[Passage to read]:
════════════════════
Oracle Uniprot RDF data set and benchmarks

Hi Susie,

Thanks for the discussion regarding Oracle's RDF support.

One of the topics of conversation at the recent F2F was the 
desire to use real world data sets, as opposed to the LUBM 
graphs, when performing benchmarks. I know others mentioned 
this also, but I specifically recall my conversations with 
Sean Martin.

In Oracle's recent VLDB paper [1] the authors mention that a 
subset of Uniprot, consisting of 80 million triples, was used 
for benchmarking purposes. I was not able to find a pointer to 
this data though. Is this graph available for download? Since 
the paper also proposes several queries for the Uniprot graph, 
I think it would make sense to expand on this work for future 
benchmarks.

Depending on how the Uniprot subgraph is derived, a lot of 
variability can be introduced into results (e.g. minimizing 
literals, etc.). The Uniprot RDF is also updated as the 
Uniprot database changes, so it is a moving target. We will 
thus want to maintain a local copy of this extract (on the 
wiki?) so changes in the graph don't change the benchmarking 
results.

I think the entire Uniprot graph is probably not practical for 
most - that is, thus far, I have been unsuccessful in loading 
the entire graph of just the main file (~300 mil triples).

I am currently using my own extract of the Uniprot data, ~125 
million triples, to benchmark several triplestores in main 
memory - but I would rather share one common extract for 
benchmarking purposes in our community. Since your group has 
already published on the capabilities of the 10g product, this 
seemed a logical starting point.

Curious what others think.

Thanks,
Ian

[1]http://www.oracle.com/technology/tech/semantic_technologies/pdf/vldb_2005.pdf

Received on Wednesday, 8 February 2006 10:24:51 UTC
════════════════════
[Instructions]:
a: According to the message about the Uniprot RDF data set, how many triples were in the Uniprot subset used for benchmarking in Oracle's VLDB paper?
b: Reproduce the part of the message about the Uniprot RDF data set from "Depending on how" to "(~300 mil triples).".
════════════════════
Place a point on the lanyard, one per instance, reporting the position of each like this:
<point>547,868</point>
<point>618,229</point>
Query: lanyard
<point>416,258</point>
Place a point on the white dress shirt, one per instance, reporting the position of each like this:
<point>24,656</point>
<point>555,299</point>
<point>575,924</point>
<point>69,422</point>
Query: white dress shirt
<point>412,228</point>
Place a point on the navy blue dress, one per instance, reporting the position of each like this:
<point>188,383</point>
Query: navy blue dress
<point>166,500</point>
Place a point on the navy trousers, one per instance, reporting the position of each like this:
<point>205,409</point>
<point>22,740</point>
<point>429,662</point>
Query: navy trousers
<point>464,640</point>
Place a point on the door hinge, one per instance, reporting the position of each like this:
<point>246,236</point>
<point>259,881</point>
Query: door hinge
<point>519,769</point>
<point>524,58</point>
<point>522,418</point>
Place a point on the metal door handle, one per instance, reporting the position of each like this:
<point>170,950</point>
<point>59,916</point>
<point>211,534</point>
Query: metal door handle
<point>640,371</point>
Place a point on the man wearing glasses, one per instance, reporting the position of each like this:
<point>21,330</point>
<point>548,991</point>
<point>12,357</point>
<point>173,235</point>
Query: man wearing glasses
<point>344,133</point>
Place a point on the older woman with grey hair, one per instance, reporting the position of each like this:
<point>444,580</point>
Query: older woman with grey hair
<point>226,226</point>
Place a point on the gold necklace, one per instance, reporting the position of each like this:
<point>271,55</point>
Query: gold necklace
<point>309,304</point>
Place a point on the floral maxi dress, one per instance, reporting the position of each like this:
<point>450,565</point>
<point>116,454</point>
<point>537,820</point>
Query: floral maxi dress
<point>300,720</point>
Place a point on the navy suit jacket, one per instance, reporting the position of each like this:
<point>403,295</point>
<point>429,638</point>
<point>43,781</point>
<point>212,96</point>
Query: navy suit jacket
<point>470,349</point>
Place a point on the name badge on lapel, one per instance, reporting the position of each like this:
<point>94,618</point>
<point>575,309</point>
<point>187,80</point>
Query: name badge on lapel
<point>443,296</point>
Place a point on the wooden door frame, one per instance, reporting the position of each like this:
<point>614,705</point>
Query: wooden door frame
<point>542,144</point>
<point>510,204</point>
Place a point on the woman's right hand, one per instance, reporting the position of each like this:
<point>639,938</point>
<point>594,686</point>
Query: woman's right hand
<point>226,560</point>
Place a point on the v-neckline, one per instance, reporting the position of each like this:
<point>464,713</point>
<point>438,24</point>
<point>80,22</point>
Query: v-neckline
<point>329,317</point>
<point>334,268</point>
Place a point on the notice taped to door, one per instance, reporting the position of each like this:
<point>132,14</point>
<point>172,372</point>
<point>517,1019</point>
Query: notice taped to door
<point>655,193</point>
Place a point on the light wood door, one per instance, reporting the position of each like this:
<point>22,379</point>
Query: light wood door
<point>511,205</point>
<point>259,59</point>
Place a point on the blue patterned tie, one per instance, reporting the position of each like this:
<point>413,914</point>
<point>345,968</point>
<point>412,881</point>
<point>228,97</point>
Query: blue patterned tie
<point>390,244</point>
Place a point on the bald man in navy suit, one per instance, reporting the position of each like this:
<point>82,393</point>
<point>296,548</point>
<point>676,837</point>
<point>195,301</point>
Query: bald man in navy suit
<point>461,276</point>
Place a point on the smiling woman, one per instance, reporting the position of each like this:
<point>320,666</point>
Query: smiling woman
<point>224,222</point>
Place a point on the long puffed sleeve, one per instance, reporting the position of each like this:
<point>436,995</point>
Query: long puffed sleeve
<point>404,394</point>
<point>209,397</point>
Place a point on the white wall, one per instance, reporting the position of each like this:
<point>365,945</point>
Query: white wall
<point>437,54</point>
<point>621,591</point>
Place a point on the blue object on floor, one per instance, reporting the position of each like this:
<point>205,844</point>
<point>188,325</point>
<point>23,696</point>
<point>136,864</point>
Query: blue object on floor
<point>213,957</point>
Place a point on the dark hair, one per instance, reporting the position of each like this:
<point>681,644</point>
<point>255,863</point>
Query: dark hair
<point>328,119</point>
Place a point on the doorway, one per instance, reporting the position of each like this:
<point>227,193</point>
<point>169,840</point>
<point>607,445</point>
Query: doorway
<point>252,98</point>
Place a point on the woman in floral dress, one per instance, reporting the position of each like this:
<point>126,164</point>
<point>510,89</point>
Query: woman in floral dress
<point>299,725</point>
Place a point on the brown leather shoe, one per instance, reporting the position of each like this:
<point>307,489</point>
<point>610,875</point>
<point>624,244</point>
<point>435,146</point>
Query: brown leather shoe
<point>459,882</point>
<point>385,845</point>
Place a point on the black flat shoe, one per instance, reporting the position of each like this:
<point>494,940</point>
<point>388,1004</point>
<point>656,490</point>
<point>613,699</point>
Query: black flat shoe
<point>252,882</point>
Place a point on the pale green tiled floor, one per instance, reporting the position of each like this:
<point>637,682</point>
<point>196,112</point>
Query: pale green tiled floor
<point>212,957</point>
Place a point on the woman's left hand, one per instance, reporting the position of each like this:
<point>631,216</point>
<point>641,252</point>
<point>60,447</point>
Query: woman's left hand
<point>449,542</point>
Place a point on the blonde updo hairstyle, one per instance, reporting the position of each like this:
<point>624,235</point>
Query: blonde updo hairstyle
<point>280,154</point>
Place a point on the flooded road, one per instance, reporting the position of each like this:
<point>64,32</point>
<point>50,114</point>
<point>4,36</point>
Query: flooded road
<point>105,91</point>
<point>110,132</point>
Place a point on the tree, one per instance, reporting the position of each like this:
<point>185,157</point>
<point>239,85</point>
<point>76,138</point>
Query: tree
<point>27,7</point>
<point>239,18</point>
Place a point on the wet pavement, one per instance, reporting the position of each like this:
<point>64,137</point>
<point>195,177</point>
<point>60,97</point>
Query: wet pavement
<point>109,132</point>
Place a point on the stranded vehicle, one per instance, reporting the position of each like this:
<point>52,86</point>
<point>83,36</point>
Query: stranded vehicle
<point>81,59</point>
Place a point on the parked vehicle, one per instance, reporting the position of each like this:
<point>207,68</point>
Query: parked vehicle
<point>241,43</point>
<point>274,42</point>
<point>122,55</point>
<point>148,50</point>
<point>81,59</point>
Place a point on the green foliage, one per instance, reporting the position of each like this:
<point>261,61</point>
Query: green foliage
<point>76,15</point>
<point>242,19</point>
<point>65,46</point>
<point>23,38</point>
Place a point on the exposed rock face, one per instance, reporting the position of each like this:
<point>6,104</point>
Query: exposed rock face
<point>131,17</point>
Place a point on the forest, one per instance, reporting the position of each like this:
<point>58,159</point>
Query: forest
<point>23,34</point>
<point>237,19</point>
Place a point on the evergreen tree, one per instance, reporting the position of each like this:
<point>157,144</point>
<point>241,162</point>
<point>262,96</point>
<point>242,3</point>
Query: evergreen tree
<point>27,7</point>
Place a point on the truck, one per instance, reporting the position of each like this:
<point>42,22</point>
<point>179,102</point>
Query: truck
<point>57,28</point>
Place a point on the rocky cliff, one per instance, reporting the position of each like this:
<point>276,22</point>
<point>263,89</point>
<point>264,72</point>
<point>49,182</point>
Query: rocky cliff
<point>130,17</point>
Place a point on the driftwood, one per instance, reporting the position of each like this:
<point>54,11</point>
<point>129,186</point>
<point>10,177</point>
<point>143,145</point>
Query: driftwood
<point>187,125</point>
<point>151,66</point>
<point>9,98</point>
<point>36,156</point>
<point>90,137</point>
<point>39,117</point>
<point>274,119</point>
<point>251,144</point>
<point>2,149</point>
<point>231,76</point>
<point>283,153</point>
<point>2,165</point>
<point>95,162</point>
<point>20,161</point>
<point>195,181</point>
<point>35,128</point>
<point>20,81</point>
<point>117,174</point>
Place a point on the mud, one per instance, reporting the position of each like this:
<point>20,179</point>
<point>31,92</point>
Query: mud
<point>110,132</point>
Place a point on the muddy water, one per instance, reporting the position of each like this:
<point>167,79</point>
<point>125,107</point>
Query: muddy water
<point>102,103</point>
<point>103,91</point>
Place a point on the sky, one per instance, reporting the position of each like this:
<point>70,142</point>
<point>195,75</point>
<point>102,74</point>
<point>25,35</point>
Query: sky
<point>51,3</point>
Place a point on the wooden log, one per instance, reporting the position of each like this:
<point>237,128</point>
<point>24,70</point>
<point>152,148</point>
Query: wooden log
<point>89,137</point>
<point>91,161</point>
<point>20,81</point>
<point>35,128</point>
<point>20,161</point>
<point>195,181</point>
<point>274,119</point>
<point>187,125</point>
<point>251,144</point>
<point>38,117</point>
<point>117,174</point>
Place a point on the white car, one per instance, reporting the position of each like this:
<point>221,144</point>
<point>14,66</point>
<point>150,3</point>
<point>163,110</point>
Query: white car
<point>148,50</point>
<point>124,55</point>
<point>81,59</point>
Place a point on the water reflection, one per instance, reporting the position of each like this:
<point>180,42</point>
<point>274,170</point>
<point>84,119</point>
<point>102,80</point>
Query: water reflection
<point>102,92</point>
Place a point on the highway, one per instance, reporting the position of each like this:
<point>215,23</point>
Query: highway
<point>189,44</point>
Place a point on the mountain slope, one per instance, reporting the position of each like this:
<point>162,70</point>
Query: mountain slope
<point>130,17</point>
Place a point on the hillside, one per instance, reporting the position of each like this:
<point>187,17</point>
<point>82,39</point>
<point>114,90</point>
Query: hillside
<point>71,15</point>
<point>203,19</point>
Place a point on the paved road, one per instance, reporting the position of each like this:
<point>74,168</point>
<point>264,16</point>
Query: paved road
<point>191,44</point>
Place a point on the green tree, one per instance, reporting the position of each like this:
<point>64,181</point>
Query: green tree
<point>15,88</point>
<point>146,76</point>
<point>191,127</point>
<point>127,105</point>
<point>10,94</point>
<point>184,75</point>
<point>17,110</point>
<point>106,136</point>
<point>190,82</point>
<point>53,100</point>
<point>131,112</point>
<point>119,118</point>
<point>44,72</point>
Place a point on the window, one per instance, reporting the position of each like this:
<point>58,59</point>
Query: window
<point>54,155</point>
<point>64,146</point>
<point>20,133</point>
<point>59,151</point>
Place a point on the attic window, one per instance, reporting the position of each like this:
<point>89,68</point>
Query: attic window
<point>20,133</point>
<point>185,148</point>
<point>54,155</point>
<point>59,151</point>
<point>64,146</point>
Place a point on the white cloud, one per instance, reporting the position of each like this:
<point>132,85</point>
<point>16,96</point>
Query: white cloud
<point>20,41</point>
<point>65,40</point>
════════════════════
[Answers by task]:
a: 80 million triples.

b:
Depending on how the Uniprot subgraph is derived, a lot of 
variability can be introduced into results (e.g. minimizing 
literals, etc.). The Uniprot RDF is also updated as the 
Uniprot database changes, so it is a moving target. We will 
thus want to maintain a local copy of this extract (on the 
wiki?) so changes in the graph don't change the benchmarking 
results.

I think the entire Uniprot graph is probably not practical for 
most - that is, thus far, I have been unsuccessful in loading 
the entire graph of just the main file (~300 mil triples).